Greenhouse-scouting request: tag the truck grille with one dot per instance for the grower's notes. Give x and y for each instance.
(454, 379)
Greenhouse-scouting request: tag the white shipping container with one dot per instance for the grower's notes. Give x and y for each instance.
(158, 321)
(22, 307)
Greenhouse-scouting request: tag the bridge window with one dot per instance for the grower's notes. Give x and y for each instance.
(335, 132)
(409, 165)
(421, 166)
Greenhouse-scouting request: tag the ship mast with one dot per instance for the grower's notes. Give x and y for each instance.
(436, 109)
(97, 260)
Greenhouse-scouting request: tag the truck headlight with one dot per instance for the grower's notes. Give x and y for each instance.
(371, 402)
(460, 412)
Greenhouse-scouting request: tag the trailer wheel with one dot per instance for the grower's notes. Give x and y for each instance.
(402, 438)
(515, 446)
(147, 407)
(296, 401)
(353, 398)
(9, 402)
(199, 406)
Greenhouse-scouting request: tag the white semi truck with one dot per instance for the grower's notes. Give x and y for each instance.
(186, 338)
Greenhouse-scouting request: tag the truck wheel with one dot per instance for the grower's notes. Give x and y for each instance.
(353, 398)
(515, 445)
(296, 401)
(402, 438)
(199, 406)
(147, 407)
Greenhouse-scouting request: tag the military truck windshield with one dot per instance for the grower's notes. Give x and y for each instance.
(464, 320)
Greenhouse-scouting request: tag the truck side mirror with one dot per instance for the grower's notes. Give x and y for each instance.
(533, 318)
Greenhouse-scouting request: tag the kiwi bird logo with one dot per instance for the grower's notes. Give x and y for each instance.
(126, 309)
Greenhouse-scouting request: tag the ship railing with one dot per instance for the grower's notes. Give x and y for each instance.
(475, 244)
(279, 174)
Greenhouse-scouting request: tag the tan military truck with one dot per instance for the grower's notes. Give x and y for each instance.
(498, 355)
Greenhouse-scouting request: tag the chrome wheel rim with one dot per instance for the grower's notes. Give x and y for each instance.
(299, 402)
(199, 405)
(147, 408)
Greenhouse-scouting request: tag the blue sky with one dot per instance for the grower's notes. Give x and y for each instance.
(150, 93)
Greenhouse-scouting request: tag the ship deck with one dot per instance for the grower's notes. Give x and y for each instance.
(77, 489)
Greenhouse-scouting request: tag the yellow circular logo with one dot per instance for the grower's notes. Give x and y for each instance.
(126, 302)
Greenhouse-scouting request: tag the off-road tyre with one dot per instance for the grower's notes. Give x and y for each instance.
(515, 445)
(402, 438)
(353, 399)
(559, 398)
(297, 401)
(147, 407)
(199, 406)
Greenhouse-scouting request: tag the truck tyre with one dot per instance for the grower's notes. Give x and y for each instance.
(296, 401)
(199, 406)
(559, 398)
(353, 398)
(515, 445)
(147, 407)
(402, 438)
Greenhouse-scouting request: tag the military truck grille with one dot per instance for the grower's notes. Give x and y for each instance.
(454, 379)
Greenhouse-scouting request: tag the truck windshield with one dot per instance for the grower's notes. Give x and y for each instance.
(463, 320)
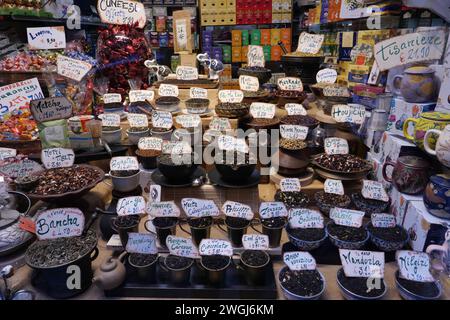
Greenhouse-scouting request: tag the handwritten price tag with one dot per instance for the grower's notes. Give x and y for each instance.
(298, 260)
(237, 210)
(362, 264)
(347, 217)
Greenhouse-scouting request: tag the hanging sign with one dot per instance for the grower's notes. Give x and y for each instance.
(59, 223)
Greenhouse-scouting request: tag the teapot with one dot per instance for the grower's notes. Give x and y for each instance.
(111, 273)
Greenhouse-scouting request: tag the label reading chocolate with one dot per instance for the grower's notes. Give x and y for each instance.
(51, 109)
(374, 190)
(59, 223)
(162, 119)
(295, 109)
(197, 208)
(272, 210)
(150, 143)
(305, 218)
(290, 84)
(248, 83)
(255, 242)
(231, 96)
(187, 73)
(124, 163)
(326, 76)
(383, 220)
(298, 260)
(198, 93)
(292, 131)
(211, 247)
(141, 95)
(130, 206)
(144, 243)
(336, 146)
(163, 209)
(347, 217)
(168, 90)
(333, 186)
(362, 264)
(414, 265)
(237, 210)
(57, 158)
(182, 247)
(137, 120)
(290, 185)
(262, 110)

|---|

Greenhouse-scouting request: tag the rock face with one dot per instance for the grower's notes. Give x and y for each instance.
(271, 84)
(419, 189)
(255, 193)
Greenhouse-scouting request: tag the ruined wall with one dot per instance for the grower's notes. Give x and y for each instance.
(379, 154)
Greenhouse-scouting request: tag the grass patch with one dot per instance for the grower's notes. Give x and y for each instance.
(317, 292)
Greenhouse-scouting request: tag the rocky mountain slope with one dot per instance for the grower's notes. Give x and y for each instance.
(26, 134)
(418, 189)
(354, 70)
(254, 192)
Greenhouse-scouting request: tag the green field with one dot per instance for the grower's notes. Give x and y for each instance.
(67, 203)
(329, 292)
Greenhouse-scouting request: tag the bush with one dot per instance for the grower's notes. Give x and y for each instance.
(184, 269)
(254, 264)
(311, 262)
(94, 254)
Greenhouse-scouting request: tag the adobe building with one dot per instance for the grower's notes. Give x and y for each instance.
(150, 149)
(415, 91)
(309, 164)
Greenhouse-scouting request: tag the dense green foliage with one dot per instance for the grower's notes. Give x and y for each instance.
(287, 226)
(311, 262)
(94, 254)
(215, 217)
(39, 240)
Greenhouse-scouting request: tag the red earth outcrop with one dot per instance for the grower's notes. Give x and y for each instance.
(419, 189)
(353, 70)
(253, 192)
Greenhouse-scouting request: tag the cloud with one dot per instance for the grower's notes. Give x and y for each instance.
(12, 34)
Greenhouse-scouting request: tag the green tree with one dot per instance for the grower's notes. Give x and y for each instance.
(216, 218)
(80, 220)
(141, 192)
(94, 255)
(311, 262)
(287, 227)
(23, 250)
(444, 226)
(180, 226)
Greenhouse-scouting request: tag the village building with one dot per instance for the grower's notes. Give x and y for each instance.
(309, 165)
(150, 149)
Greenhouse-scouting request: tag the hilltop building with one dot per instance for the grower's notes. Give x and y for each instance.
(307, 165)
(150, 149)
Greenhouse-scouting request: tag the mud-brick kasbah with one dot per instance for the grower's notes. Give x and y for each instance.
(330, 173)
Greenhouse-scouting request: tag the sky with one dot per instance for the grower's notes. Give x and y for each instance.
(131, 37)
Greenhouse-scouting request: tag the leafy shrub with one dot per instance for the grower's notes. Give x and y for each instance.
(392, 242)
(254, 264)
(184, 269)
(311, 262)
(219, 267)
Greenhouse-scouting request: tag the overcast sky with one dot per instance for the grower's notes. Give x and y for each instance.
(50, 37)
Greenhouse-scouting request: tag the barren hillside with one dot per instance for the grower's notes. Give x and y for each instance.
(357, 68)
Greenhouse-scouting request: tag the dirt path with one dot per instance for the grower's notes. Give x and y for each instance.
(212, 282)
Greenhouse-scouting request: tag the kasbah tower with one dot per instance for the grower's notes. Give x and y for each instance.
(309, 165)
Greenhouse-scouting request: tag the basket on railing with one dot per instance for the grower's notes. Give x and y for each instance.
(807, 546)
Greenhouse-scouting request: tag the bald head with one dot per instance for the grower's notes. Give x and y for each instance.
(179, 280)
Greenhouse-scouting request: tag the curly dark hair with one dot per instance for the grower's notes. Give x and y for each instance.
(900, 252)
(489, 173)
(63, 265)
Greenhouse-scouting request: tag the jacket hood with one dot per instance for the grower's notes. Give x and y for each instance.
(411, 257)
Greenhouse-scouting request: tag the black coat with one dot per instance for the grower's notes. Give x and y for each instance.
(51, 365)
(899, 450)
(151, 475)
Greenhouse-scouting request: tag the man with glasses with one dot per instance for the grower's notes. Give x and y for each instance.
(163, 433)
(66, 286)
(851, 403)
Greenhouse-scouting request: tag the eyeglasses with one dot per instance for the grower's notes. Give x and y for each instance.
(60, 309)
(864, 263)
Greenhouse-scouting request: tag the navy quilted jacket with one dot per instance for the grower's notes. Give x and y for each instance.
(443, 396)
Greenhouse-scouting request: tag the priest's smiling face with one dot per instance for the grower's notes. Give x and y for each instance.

|---|

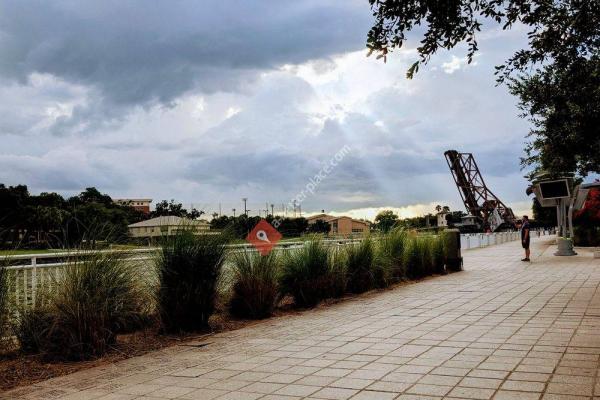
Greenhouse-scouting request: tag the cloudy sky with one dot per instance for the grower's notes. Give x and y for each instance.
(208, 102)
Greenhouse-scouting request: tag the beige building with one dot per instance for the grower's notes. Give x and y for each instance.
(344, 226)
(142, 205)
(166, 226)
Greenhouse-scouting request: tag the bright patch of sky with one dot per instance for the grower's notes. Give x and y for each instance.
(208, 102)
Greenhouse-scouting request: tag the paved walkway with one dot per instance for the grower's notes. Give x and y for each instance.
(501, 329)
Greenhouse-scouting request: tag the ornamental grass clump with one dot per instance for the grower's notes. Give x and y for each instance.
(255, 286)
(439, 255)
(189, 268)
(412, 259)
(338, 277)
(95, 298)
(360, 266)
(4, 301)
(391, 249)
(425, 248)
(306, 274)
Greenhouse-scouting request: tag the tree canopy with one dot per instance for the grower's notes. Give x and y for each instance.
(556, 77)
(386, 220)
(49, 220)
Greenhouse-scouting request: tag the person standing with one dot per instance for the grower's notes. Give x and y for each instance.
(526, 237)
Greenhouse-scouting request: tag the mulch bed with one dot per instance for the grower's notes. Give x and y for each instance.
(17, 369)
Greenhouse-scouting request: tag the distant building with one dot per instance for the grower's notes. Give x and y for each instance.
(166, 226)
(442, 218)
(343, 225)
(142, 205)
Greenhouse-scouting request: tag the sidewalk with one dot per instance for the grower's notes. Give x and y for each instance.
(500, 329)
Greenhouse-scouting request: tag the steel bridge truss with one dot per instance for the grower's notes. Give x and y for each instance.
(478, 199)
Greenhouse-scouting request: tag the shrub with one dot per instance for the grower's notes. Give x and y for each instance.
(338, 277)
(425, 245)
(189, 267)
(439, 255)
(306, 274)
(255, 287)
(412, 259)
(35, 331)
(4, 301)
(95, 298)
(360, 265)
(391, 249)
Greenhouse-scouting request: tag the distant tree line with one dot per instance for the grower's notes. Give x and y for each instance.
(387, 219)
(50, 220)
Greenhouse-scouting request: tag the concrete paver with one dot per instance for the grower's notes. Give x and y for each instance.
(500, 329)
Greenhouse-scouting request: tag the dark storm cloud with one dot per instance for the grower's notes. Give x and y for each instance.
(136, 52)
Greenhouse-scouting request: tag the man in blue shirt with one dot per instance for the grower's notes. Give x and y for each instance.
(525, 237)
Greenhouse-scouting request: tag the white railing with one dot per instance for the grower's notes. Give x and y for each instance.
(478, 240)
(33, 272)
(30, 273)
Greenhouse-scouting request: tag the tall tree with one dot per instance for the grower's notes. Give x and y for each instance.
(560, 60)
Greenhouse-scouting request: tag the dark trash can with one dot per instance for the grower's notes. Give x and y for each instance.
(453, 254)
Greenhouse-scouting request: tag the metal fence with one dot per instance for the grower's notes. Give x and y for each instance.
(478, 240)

|---|

▶ **WHAT YOU WILL DO**: Filter the records above down to the lines that contain the string "tyre", and reproduce each such line in full and unaltered.

▶ **THE COMPLETED TASK**:
Greenhouse-scouting request: tag the off-road tyre with one dot per instance for the grower's notes. Give x and y for each instance.
Greenhouse-scouting request: tag the truck tyre with one dot per instance for the grower's notes. Give x and y for each instance.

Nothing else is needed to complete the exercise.